:: DOCUMENT EXCERPT ::

---------------

I switched it back to the node I was using before hand that loads first come first serve and I loaded

Code:

1,135,597

files in a matter of seconds. So now I believe I'm changing my plan of attack to looking into a short algorithm that is quickly sort it alphabetically, just to make it a feature/option after it is loaded.

Because it seems to me that the information is already in memory so it should be faster afterwords?

Keeping mind this is my very first time dealing with linked list and I am playing quick study with the mind set of only wanting the necessary information to get this job done. I am not going for a job at this nor am I going for some nobel prize over this. Truth be told.

my knowledge that I gain on this will only be used for this one thing I am updating, that is as far as I can see it going. After it is finished then it goes into that bin in the back of ones mind.

If you still want to look at the code that does the work to get the files. Here you go.

Code:

void add_file_to_filelist_recursively(char *origpath)
{
	struct stat st;
	char *path;
	int recursive = 1;

	if (!origpath)
		return;

	path = strdup(origpath);

	if (level == FILELIST_FIRST)

	{
		// First time through, sort out pathname 
		int len = 0;

		len = strlen(path);
		if (path[len - 1] == '/')
			path[len - 1] = '\0';

	char *newpath = get_absolute_path(path);

			free(path);
			path = newpath;

	}

	errno = 0;
	if (stat(path, &st)) {

		free(path);
		return;
	}

	if ((S_ISDIR(st.st_mode)) && (level != FILELIST_LAST)) {
		struct dirent **de;
		DIR *dir;
		int cnt, n;

		if ((dir = opendir(path)) == NULL) {
            printf("couldn't open directory %s:", path);
			free(path);
			return;
		}
		n = scandir(path, &de, NULL, NULL);
		if (n < 0) {
			switch (errno) {
			case ENOMEM:
				printf("Insufficient memory to scan directory %s:", path);
				break;
			default:
				printf("Failed to scan directory %s:", path);
			}
		} else {
			for (cnt = 0; cnt < n; cnt++) {
				if (strcmp(de[cnt]->d_name, ".")
						&& strcmp(de[cnt]->d_name, "..")) {
					char *newfile;
                                             // function that adds absolute path to filename.
					newfile = strjoin("", path, "/", de[cnt]->d_name, NULL);

					//gets recursive always
					if (recursive)
					{

						add_file_to_filelist_recursively(newfile, FILELIST_CONTINUE);
					}
					else

						add_file_to_filelist_recursively(newfile, FILELIST_LAST);
                        free(newfile);
				}
				free(de[cnt]);
			}
			free(de);
		}
		closedir(dir);
	} else if (S_ISREG(st.st_mode)) {

        fcount++;

      if (opts.printlistintake == 1)
            printf("File: %s\n", path);

        //sorted list
       // insertNode(&filelist, path, fcount);

       // first come first serve
        add_2_front(&filelist, path, fcount);

	}
	free(path);
	return;
}

add_2_front function

Code:

void add_2_front(mylist** filelist, char *filename, int c)

---------------

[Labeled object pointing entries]
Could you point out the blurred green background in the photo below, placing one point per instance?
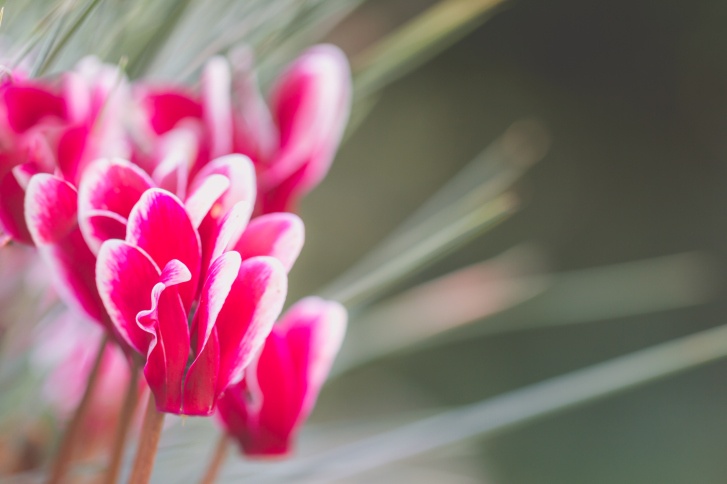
(634, 96)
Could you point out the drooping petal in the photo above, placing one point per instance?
(108, 186)
(166, 323)
(126, 276)
(200, 388)
(314, 332)
(246, 318)
(51, 215)
(216, 104)
(240, 172)
(160, 226)
(278, 235)
(12, 216)
(311, 103)
(204, 196)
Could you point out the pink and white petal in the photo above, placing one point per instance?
(51, 215)
(241, 173)
(72, 146)
(216, 104)
(200, 385)
(12, 215)
(231, 228)
(177, 152)
(126, 276)
(204, 196)
(102, 225)
(247, 317)
(108, 185)
(279, 235)
(50, 208)
(200, 396)
(166, 323)
(255, 133)
(314, 330)
(160, 226)
(311, 104)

---------------

:: PROMPT 1 ::
Sum up the forum post in two sentences.
:: PROMPT 2 ::
Rewrite the rows of labeled object pointing entries, swapping "photo" for "image" wherever it appears and keeping everything else the same. Leave the pictures out of your answer.

:: CORRECT RESULT 1 ::
The poster switched back to an earlier node that loads files first come first serve, loaded 1,135,597 files in seconds, and now plans to find a short algorithm that sorts them alphabetically as an option after loading. Working with linked lists for the first time and wanting only what the job needs, the poster then shares the code that gathers the files, which walks directories recursively and adds each regular file to the front of the list.

:: CORRECT RESULT 2 ::
Could you point out the blurred green background in the image below, placing one point per instance?
(634, 96)
Could you point out the drooping petal in the image above, placing one point per instance?
(108, 186)
(166, 323)
(126, 276)
(200, 388)
(314, 332)
(246, 318)
(51, 215)
(216, 104)
(240, 172)
(160, 226)
(278, 235)
(12, 216)
(311, 103)
(204, 196)
Could you point out the pink and white petal in the image above, placing one point per instance?
(51, 215)
(241, 173)
(72, 146)
(216, 104)
(200, 385)
(12, 215)
(231, 228)
(177, 152)
(126, 276)
(204, 196)
(102, 225)
(247, 317)
(108, 185)
(279, 235)
(50, 208)
(200, 396)
(166, 323)
(255, 133)
(314, 330)
(160, 226)
(311, 104)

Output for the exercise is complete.